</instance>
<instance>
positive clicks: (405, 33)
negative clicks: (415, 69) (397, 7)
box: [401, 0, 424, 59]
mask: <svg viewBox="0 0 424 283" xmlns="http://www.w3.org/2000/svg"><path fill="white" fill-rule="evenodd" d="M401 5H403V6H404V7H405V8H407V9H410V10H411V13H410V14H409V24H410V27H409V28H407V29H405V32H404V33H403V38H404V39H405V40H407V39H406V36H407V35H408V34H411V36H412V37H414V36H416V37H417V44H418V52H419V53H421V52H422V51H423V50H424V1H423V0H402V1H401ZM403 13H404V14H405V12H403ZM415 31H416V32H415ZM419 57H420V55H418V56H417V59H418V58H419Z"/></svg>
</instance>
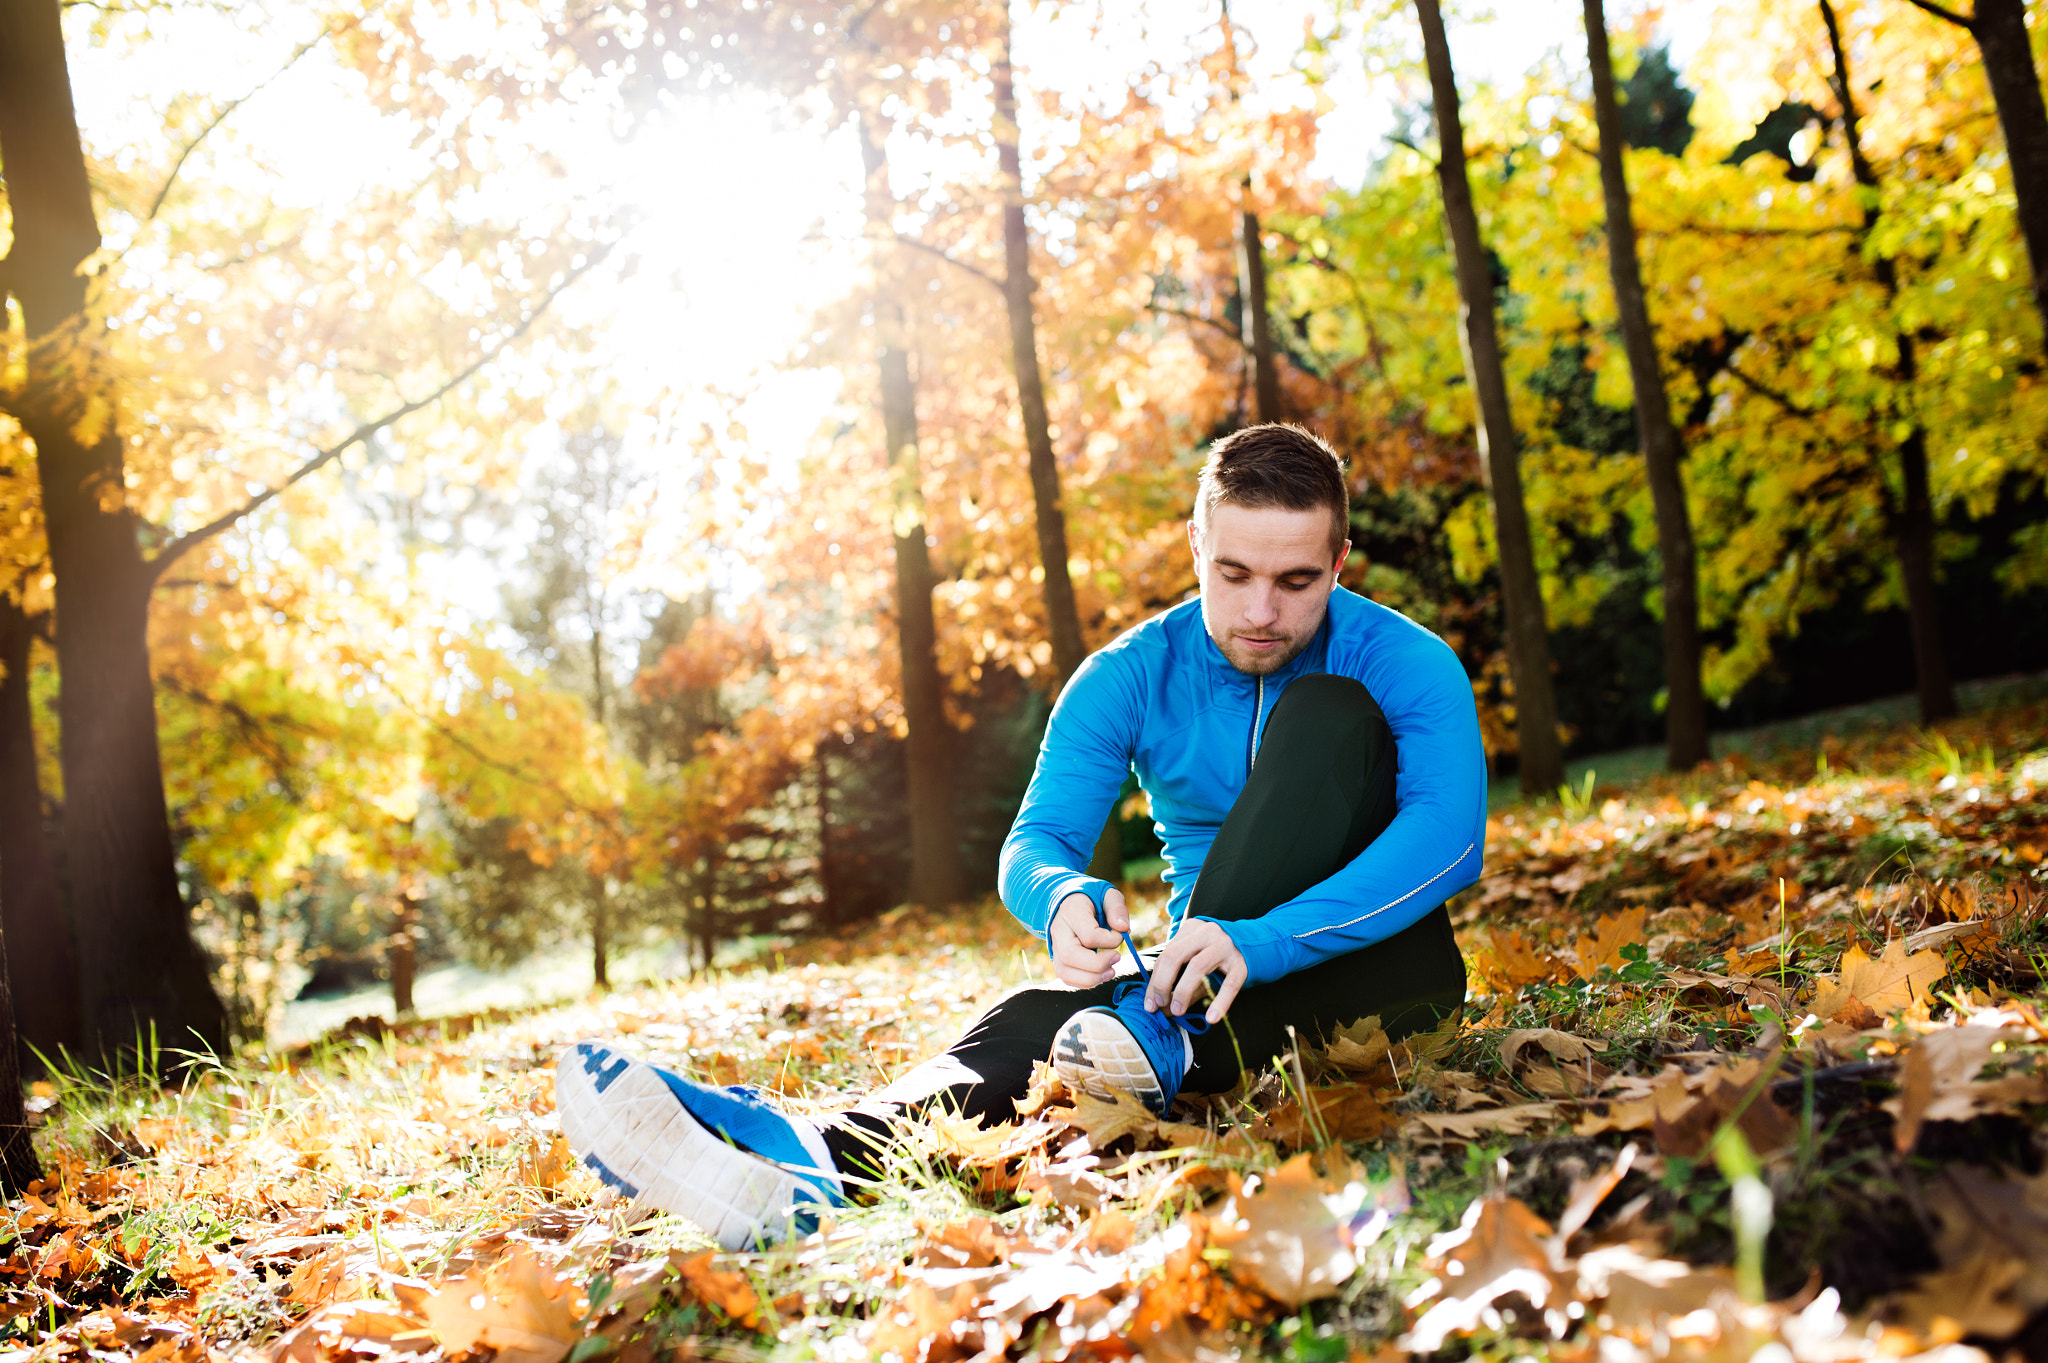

* * *

» **WHAT YOU NEED TO DO**: The records, exactly as written but without images, should be returned.

» **FINISHED TASK**:
</instance>
<instance>
positive clicks: (405, 33)
negative clicks: (415, 69) (397, 7)
box: [401, 0, 424, 59]
mask: <svg viewBox="0 0 424 283" xmlns="http://www.w3.org/2000/svg"><path fill="white" fill-rule="evenodd" d="M401 5H403V6H404V7H405V8H407V9H410V10H411V13H410V14H409V24H410V27H409V28H407V29H405V32H404V33H403V38H404V39H405V40H407V39H406V36H407V35H408V34H411V36H412V37H414V36H416V37H417V44H418V52H419V53H421V52H422V51H423V50H424V1H423V0H402V1H401ZM403 13H404V14H405V12H403ZM415 31H416V32H415ZM419 57H420V55H418V56H417V59H418V58H419Z"/></svg>
</instance>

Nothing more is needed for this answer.